Work to complete >>
Carry on the passage below about the structure and differentiations of the I, beginning right after its last line.

Text shown >>
++++++++++++++++++++

Structure of the actual, first-rate I:

To b)
The strange-I = I² or Ego. Their main feature is that these parts are controlled by strange Selves (sS). 34See also S. Freud: “The Ego is not master in one’s own house.” Freud described only what I called second-rate personal, the first-rate was unknown to him.
To c)
Non-Ego‘= I°.  For details see Genesis of the Nothingness later.

Important: The normal human being, represented by the personal pronoun ‘I’, is made of its own, actual I-self-part and strange-I-parts (resp. Ego-parts), that overlay the actual I-self. The Egos are vulnerable and destructible but not the core of the actual I-self, even though this may be overlaid by Ego parts. That fact is very important for the therapeutic attitude.
The I needs an absolute basis. The basis may be either the actual Absolute or just an alleged, strange Absolute. So, the basis can either be the Self itself or alternatively a strange Self.
The I is too weak by itself, too incomplete and (except the `absolute-choice´) too relative, to be an entire, undivided I-self.
The I chooses its Absolute(s) (possibly unconsciously or intuitively). In this way, its Relatives are also determined. If the I chooses the actual +A, the I stays the actual I. It remains I-self. The only if the I chooses +A, then it is strong enough to prevent it from being dominated by absolutized Relatives, that is, by strange Pseudo-Absolutes.
If the I chooses a Relative (R) as its Absolute, then a strange Pseudo-Absolute (sA) with strange Self (sS) arises and on the basis of it a strange I (Ego) arises. Then, in addition to the actual I, a (or several) strange Ego(s) emerge.
Thus, the I can be actual and first-rate or can be an Ego, which operates on the basis of a strange Self. The I can thus be an I-self or a strange I (Ego) or also a “Non-Ego”. In the last two cases, I do something but what I am doing does not correspond to my real intentions, not to what I myself really want. In my opinion, this situation, which is the result of `inversions´, is the most important basis for the emergence of mental disorders. (See later in ‘Psychiatry‘).

Differentiations of the I

I will only briefly look at this topic since the differentiations of the psyche/ person were already described in greater detail earlier and they are very similar.
(→ General Differentiations)
Concerning the main differentiations, it is mainly about:
     I. Forms of being of the I (my forms of being).
    II. Forms and manifestations of life of the I (my life-forms and manifestations).
    III. Qualities of the I (my qualities and characteristics).

++++++++++++++++++++

(Records from a collection)
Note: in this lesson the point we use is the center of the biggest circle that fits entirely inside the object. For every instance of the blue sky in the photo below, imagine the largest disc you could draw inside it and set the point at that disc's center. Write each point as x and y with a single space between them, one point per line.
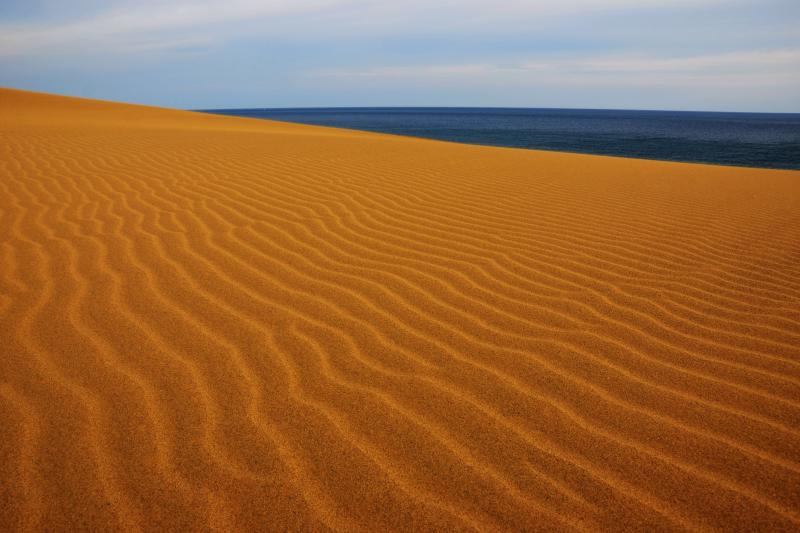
737 55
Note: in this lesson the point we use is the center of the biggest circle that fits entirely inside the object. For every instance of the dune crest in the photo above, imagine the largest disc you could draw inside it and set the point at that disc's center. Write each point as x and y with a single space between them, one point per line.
210 322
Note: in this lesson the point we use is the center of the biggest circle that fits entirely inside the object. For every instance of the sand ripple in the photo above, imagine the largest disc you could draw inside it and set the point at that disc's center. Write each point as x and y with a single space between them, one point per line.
219 323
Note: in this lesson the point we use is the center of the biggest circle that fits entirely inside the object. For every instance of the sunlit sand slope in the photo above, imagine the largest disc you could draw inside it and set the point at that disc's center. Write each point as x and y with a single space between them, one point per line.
220 323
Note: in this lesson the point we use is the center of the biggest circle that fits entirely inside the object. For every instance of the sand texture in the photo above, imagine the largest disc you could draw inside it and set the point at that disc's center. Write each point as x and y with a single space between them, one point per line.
215 323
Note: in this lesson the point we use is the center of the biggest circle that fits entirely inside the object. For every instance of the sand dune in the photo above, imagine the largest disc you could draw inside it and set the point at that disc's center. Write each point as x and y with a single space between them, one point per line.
220 323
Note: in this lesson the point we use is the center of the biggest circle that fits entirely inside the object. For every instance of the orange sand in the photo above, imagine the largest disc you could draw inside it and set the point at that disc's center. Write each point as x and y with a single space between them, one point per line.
233 324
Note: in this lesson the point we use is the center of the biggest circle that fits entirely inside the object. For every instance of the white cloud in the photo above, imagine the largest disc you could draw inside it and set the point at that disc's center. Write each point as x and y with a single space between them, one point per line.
148 24
756 68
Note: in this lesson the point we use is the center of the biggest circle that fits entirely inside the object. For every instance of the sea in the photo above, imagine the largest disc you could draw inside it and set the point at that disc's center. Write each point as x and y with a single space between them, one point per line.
770 140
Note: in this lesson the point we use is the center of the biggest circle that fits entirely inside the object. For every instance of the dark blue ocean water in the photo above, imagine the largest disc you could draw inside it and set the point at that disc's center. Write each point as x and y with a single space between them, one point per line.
744 139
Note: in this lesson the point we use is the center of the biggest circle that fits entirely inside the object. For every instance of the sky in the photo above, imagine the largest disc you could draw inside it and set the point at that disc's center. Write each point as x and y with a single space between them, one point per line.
715 55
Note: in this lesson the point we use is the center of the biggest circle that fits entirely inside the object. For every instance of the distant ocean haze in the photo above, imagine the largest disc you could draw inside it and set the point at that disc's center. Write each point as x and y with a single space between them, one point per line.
742 139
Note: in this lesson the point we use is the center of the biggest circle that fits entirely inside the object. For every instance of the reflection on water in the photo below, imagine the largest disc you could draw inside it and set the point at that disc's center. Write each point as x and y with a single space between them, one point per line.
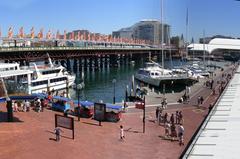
99 85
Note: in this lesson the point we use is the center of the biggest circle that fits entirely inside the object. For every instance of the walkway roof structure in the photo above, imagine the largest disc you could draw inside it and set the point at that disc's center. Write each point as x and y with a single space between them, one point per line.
219 135
12 73
215 44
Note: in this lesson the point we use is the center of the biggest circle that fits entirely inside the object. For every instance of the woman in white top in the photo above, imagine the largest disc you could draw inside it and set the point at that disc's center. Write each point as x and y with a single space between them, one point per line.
121 132
180 134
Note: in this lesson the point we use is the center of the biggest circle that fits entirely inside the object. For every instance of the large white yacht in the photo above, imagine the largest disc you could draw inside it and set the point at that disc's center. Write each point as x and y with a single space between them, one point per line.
48 77
155 75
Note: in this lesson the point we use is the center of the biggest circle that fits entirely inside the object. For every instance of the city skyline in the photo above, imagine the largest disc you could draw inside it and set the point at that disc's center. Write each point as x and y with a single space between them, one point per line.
105 17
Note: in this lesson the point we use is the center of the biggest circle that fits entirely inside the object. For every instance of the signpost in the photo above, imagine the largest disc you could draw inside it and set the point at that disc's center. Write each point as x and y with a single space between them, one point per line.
99 112
65 122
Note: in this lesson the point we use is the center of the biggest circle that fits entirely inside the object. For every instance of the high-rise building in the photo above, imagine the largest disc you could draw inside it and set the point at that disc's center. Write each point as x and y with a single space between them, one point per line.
150 30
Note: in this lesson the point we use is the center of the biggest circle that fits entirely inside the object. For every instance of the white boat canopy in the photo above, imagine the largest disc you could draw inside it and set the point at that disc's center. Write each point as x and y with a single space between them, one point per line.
219 136
216 43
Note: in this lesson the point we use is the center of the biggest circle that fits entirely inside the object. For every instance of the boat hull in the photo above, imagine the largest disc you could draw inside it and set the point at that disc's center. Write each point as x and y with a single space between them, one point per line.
157 82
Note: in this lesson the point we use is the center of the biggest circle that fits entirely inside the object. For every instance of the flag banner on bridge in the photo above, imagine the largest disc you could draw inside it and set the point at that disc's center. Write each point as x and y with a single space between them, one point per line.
32 33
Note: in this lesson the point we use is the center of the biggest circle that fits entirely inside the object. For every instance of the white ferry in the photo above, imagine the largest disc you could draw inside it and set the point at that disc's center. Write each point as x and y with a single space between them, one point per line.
47 78
155 75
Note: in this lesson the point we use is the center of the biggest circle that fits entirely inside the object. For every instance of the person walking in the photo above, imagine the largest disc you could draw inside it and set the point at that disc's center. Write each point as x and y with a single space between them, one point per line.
210 108
122 137
180 117
198 100
57 132
201 100
165 118
157 112
173 131
167 129
172 119
180 134
177 117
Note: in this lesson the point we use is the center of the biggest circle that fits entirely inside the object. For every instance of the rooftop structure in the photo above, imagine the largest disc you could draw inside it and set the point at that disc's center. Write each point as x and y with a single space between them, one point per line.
219 135
216 44
147 29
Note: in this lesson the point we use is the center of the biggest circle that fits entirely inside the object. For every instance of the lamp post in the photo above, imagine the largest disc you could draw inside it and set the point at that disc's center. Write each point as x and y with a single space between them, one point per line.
114 81
79 87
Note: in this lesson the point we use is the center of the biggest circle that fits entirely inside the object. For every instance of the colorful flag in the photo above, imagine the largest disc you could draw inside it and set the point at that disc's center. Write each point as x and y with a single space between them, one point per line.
57 35
79 36
40 34
65 35
21 33
32 33
72 36
10 33
89 36
49 35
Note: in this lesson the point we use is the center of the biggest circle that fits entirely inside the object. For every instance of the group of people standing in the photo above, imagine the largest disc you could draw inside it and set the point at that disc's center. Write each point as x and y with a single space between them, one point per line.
21 107
170 123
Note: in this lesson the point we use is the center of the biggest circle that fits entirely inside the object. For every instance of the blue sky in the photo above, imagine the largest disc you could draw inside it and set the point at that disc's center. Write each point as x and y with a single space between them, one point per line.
105 16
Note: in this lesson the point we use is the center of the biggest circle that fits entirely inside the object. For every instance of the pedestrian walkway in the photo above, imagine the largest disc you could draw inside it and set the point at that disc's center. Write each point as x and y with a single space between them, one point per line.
33 133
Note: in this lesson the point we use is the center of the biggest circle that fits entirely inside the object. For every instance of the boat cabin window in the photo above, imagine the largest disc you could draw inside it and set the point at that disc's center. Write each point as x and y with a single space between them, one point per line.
39 83
58 79
50 72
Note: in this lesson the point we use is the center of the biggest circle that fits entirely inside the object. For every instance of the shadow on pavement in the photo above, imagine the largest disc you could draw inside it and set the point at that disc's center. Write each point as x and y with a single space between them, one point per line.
3 118
90 123
54 134
133 131
167 138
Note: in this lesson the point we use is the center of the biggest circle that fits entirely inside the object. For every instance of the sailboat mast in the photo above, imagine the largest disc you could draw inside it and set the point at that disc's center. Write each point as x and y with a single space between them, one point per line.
162 33
187 33
204 49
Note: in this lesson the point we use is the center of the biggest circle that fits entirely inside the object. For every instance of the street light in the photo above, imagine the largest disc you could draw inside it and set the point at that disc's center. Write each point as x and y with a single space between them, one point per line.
114 81
79 87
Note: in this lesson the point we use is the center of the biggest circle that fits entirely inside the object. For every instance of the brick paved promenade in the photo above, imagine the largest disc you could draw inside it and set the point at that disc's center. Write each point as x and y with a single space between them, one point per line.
31 136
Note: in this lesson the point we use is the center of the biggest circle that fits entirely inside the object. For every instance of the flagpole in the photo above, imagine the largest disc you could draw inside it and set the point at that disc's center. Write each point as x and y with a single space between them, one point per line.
187 33
162 33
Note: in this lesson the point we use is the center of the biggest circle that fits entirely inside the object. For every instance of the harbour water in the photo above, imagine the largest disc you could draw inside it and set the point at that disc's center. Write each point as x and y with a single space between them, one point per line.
99 83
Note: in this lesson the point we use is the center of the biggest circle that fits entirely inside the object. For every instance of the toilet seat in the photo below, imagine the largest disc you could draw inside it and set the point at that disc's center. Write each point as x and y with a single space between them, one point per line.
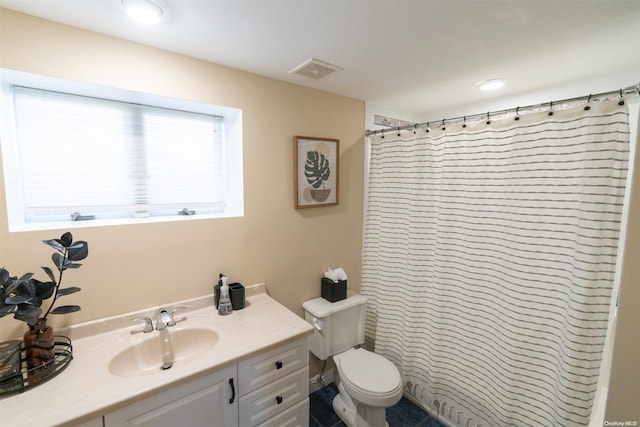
369 378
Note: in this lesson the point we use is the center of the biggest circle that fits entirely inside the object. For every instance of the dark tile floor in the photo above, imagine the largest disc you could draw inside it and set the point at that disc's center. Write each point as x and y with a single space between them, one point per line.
403 414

++++++++++++++++++++

Answer to the problem >>
    IV. The I as a subject, object and in contexts (predicate).

As mentioned, I am guided by the words of everyday speech and not by the psychoanalytical or behavioral-therapeutic definitions of the I. That is, everything is said after “I …” or “My  …”, I count to the I-sphere.
And everything where you say ‘I myself’ is only part of the I-self area.

Overview: Classification of the I       


I and Self

Overview: Comparison of the Self  and I
Relations between I and Self

In my opinion, the use of language provides the best answer to the question of which connections there are between the I and the Self. In any sensible statement, where the first-rate I is used as subject, it is possible to replace the “I” with “I myself”.  You can say, “I am doing it”. You can also say, ” I am doing it myself”. The latter formulation is used whenever one wants to emphasize the irreplaceability of the person by anything else, “I and no other, I and only I am doing that.” Adding the (my-)self shows that something is individual, non-exchangeable.
Later on, we will realize that the I can only work together with the actual Self without problems and not with the strange Self. The I and the actual Self create a natural union if the I affirms the actual Self. It is then the I-self. It is an original desire of the I to be I-self. Why we do not fulfill this need at many times, will be described later on. (→ Resistance)
The Self itself cannot act as a subject. You cannot say “(My-)self answers”, or “(My-)self acts”. The Self needs the I (and God¹) to act, such as the I needs a Self. The actions of the I would be inconceivable without some connection to something like a Self.  Who else should be acting if not myself? Whenever a person does not say “I myself” but only “I”, it seems to be a simplified formulation, as if people were always acting themselves.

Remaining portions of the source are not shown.